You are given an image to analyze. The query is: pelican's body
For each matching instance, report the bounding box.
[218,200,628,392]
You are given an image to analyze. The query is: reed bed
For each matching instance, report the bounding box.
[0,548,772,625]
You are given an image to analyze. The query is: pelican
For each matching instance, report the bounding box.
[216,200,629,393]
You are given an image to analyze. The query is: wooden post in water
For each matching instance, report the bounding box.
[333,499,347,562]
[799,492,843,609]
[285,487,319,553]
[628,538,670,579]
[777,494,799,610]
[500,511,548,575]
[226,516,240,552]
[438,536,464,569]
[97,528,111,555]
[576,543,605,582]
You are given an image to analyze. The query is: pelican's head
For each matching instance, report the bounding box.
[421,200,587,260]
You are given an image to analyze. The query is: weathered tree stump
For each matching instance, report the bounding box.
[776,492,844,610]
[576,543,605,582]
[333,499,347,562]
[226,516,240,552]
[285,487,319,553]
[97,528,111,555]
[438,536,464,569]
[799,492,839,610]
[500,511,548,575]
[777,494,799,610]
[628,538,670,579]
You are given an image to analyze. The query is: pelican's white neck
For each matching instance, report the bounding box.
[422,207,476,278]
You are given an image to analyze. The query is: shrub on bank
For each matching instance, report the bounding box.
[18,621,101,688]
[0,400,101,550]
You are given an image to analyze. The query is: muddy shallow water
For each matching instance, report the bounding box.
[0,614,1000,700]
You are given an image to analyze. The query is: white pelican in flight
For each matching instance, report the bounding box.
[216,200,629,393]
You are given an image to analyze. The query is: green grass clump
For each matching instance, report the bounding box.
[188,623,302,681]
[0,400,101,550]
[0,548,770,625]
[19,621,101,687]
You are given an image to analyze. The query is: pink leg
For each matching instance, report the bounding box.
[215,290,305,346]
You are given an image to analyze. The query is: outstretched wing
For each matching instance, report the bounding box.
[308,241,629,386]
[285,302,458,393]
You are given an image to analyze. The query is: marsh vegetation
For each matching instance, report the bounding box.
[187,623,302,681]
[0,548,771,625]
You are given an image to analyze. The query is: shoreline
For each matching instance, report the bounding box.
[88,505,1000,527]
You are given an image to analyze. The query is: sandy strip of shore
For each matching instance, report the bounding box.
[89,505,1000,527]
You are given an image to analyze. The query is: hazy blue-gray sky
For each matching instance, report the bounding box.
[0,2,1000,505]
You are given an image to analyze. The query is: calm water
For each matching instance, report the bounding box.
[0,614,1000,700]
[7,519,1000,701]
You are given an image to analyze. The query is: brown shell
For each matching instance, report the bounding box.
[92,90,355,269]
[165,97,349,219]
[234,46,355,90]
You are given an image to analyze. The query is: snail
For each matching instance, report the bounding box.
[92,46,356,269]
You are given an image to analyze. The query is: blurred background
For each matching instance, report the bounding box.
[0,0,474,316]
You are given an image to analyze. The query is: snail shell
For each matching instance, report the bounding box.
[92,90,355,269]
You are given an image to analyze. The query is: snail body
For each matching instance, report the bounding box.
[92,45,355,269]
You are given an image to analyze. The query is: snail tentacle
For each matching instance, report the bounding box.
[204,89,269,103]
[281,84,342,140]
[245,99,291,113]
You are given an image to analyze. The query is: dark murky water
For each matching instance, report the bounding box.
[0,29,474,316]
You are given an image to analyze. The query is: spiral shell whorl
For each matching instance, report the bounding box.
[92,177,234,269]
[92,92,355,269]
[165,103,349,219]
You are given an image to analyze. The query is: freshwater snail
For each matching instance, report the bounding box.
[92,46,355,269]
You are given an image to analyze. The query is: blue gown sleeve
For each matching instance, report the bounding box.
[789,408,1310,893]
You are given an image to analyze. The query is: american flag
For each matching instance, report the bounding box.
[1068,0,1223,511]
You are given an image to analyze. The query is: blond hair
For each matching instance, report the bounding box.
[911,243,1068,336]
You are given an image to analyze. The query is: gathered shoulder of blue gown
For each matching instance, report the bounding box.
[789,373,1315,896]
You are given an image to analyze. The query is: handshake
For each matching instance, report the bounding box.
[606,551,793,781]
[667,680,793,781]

---------------

• **Work instructions**:
Reproduce the records above, with every request line intact, from the first line through the line containing "[421,200,587,260]", inclusive, and shift each bounding-box coordinate by -52.

• **Response**:
You are given an image to analyze. The query is: pelican's body
For each matching instance, report the bounding box.
[166,148,576,340]
You are given an image to analyze. The query is: reed bed
For each matching instance, report the bounding box.
[-52,496,720,573]
You are given an image to analyze. The query is: pelican
For each matching instance, report the bounding box.
[164,148,577,341]
You are given an image to analyze. The query is: wooden post in water
For each matching instance, report the bounding box.
[281,447,295,510]
[747,440,791,557]
[233,435,267,501]
[576,486,618,527]
[725,442,747,558]
[448,459,496,523]
[174,464,188,500]
[386,484,412,517]
[45,476,59,503]
[524,491,553,530]
You are given an image to analyze. The query is: pelican's head
For each matching instance, report the bounding box.
[369,148,535,208]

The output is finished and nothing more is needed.